• _Written request_: Count the lines of the material below that contain the string "bird", treating uppercase and lowercase as different, and give only the number.

• _Records provided_:
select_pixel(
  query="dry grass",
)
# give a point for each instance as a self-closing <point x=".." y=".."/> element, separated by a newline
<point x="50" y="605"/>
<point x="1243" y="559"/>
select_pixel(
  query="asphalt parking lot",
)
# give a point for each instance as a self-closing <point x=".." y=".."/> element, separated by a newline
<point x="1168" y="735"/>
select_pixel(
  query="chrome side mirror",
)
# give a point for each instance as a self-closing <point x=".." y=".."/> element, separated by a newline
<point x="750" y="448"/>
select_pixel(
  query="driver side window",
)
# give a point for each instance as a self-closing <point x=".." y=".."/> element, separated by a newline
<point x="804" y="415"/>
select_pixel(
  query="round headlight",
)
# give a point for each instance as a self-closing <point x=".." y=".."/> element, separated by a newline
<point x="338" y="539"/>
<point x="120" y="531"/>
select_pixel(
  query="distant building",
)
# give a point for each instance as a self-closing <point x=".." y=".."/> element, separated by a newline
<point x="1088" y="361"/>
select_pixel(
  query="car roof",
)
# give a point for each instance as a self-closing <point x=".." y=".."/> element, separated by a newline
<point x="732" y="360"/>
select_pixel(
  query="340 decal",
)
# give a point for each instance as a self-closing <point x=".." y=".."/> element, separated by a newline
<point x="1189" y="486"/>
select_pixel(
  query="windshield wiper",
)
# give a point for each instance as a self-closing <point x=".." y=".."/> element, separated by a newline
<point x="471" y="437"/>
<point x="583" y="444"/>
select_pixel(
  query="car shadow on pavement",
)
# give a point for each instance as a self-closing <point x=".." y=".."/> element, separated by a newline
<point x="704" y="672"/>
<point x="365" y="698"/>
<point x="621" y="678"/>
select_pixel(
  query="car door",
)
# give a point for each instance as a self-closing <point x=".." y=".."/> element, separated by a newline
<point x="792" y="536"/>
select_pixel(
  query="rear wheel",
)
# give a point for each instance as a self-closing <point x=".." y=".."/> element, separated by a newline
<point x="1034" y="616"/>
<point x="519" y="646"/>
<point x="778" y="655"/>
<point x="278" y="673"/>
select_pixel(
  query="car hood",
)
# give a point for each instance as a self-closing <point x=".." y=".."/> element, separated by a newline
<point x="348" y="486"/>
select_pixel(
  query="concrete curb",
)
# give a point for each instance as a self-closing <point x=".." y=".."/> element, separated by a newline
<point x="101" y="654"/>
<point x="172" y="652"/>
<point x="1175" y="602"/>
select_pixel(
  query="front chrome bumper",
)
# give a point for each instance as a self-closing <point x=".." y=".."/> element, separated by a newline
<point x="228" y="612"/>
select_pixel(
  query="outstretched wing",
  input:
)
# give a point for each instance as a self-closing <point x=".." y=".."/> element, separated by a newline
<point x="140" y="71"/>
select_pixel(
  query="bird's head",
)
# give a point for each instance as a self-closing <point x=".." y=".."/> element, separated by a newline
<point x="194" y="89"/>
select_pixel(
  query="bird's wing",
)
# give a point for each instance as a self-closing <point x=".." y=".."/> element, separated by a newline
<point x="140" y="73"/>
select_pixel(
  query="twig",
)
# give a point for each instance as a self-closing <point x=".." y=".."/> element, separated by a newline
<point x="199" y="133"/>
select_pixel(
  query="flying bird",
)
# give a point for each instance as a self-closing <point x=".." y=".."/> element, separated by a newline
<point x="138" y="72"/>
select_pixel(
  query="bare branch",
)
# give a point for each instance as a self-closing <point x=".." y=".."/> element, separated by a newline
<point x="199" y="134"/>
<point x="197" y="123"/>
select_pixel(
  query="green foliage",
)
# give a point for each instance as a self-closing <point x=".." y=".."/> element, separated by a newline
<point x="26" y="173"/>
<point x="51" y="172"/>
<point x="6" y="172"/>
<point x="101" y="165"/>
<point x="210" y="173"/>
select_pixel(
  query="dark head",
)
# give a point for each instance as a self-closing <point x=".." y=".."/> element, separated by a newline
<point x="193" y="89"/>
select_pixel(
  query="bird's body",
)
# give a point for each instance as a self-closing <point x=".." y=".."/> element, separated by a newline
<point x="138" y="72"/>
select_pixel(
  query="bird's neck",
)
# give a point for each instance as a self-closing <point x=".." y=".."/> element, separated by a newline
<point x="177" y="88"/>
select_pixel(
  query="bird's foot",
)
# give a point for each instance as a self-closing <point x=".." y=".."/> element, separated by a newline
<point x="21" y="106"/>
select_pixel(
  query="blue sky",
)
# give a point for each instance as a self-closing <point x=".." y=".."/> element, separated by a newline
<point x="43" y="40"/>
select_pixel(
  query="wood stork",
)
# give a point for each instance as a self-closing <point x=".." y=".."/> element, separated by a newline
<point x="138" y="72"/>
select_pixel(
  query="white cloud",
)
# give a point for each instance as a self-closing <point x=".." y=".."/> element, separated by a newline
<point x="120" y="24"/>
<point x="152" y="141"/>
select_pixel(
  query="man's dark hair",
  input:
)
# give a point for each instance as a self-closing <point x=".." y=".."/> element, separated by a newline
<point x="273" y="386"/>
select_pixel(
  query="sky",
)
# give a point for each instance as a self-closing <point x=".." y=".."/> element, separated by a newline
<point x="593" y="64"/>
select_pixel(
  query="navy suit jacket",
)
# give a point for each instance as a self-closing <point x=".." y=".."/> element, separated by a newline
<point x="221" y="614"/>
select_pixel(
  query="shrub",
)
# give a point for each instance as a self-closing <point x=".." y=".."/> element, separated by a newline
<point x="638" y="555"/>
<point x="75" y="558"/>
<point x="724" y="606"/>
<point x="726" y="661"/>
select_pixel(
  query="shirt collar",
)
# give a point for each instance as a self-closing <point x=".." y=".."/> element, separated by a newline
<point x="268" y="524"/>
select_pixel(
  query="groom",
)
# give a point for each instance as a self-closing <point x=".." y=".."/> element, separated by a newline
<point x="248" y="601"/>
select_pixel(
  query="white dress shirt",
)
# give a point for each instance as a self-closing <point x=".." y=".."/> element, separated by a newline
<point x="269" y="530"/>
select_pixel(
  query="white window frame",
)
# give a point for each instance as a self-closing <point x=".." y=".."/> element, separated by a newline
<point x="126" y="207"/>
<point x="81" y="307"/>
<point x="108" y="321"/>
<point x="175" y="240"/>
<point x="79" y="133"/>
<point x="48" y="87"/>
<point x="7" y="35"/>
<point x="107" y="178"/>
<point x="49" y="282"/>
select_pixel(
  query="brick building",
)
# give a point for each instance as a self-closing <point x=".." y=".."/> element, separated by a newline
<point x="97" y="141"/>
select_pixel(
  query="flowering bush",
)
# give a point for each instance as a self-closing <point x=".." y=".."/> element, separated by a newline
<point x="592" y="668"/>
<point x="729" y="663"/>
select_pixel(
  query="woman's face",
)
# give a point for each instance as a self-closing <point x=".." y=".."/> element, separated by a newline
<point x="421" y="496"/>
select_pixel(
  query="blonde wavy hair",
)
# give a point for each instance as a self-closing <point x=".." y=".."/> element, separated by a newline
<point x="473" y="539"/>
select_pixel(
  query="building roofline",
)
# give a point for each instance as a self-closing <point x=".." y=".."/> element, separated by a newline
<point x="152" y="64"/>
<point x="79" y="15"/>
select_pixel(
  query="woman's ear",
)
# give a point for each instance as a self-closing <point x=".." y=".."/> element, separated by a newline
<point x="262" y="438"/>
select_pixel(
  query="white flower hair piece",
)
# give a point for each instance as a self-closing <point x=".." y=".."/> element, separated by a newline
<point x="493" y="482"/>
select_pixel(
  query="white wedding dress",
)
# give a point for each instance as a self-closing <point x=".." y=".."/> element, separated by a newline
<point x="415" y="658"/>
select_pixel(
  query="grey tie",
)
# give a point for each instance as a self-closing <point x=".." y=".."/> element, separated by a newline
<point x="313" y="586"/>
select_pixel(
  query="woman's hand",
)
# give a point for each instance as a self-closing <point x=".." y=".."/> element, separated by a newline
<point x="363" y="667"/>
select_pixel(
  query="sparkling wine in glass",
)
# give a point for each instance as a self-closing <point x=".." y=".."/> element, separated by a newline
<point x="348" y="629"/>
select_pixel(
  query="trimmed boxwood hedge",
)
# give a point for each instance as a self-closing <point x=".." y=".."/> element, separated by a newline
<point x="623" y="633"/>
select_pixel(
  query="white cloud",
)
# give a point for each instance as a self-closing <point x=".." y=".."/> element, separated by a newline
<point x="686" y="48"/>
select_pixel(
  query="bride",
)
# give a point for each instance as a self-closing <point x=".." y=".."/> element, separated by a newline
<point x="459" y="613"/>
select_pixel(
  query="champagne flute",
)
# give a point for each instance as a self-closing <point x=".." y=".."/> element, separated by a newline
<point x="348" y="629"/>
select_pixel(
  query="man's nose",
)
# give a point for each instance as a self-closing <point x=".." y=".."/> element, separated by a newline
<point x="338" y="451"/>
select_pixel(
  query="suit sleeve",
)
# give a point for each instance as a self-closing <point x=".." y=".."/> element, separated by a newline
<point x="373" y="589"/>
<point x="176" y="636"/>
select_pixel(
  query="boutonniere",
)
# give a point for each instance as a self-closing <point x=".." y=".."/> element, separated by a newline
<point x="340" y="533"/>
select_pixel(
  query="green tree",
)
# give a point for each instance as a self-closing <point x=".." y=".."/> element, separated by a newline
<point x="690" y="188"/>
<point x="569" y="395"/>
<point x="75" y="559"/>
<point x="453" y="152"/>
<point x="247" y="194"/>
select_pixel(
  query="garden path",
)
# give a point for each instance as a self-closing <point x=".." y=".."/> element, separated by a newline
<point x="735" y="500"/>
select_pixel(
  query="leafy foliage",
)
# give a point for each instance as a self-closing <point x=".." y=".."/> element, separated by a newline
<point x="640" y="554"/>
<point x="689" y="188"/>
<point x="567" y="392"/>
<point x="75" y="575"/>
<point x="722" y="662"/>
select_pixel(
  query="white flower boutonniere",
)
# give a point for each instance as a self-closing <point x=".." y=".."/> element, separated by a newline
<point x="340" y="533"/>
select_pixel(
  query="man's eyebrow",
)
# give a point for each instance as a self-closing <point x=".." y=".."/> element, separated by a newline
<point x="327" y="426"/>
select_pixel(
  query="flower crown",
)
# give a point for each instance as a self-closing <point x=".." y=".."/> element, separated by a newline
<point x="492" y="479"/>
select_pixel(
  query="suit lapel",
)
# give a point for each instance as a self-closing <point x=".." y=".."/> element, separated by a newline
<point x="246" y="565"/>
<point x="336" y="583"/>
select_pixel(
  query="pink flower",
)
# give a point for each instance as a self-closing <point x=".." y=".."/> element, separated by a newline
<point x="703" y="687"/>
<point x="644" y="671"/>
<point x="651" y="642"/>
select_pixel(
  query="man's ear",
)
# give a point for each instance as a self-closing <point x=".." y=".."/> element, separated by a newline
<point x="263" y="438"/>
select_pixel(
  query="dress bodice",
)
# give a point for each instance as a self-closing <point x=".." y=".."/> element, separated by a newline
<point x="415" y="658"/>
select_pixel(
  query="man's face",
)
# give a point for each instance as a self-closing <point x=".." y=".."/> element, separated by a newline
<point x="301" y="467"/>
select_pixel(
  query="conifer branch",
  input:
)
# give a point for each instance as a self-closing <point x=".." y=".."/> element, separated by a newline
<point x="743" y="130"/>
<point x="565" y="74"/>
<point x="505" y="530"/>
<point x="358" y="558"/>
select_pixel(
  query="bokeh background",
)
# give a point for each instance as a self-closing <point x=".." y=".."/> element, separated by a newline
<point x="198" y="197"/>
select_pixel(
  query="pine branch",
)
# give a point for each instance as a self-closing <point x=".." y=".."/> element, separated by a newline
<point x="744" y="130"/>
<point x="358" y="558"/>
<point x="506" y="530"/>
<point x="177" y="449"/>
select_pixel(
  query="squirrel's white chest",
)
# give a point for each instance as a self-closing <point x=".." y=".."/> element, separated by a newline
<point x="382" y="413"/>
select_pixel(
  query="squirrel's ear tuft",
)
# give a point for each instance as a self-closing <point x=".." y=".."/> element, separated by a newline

• _Final answer_: 6